Format every line of the listing below as a JSON list of strings, one string per line, skipping blank lines and leaving out the pictures.

---+---

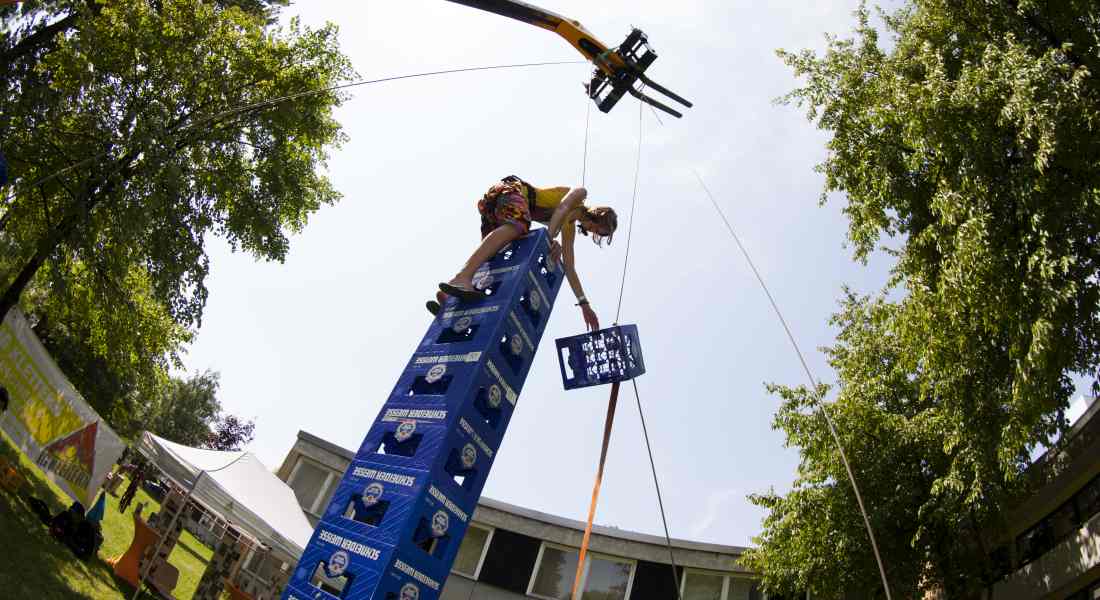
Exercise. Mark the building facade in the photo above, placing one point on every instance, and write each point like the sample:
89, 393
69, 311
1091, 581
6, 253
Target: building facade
510, 553
1052, 549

---+---

▸ **Solved problem**
[
  "Exercise. Mark the building facade in the photo above, placing one point on every instance, and write each point like the sample:",
  "89, 393",
  "69, 311",
  "1091, 581",
  "6, 253",
  "Target: building facade",
  "510, 553",
  "1052, 549"
]